| PARTS OF THE EXERCISE |
A. According to the text passage on COVID-19 and the gender gap in labor force participation, which countries have been able to reduce that gap?
B. In the text passage on COVID-19 and the gender gap in labor force participation, shorten the paragraph that begins "This article describes how" while keeping its main facts.
C. Carry on the text passage about COVID-19 and the gender gap in labor force participation from the point where it stops.

Peterson Institute for International Economics
COVID-19 widens gender gap in labor force participation in some but not other advanced economies
Simeon Djankov and Eva (Yiwen) Zhang

Covid-19 and gender gap in labor force participation

This article describes how the gender gap in labor force participation has worsened as a result of the COVID-19 pandemic in several advanced economies and provide some reasons that may explain why Australia, Denmark, Norway, and the United Kingdom have been able to reduce that gap.

The gender gap in labor force participation in the third quarter of 2020 “was around 0.8% higher than in the first quarter of the year” in the economies of United States, Canada, Japan or South Korea. 

Two main reasons explain this performance according to the article:

  • Sectors hardest hit by the Covid-19 crisis are those with higher proportion of women such as retail stores, restaurants, and the hotel and hospitality business.

(Records from a data collection)

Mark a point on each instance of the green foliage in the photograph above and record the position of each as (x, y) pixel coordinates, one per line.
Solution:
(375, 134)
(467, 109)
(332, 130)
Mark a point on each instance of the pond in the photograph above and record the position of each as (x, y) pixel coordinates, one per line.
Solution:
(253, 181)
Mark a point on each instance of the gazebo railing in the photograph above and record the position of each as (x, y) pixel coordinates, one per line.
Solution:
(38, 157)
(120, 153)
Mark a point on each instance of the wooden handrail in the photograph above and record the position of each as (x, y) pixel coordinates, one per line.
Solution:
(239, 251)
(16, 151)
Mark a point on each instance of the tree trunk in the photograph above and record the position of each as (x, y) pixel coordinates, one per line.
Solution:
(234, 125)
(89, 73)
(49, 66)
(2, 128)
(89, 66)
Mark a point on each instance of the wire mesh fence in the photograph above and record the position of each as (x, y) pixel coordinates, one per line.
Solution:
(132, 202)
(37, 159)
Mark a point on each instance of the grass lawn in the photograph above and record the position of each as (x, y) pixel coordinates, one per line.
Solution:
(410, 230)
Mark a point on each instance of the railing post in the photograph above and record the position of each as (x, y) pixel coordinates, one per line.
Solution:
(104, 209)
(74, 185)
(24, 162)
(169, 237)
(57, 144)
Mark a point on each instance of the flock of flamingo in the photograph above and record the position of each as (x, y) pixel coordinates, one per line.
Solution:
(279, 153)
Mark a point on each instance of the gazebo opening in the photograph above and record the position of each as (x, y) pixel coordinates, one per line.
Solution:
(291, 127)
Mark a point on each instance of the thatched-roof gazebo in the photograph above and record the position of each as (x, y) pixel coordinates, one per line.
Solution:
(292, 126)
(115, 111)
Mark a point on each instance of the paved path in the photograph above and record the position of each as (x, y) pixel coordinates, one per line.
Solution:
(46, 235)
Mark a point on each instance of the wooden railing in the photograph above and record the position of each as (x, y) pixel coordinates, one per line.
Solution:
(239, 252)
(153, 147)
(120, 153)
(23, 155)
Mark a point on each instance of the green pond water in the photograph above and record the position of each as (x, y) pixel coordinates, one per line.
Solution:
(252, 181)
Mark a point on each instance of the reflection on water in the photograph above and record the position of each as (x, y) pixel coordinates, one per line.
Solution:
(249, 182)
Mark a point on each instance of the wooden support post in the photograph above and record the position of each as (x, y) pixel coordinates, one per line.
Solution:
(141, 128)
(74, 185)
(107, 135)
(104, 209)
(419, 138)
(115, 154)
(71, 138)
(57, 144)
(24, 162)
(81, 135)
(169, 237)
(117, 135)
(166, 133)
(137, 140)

| RESPONSE LIST |
A. Australia, Denmark, Norway, and the United Kingdom.

B. The article explains how the COVID-19 pandemic has widened the gender gap in labor force participation in several advanced economies. It also offers possible reasons why Australia, Denmark, Norway, and the United Kingdom have managed to narrow that gap.

C.
  • The increase of family responsibilities because of school clousures mainly fall on working mothers' shoulders

Countries such as Australia, Denmark, Norway, and the UK, contrary to that trend and not by accident, were able to reduce the gender gap in labor force participation by 0.5%t in the third quarter of 2020, which according to the authors could be explained by two main reasons:

  • Successful government support measures to protect those sectors where women are overrepresented (for instance in UK Businesses in the retail, hospitality, and leisure sectors companies are entitled to one-off cash grants of up to £25,000).
  • Government programs supporting childcare that helped parents to retain their jobs (for instance the Australian government provided free childcare to around one million families from April 6 to July 12).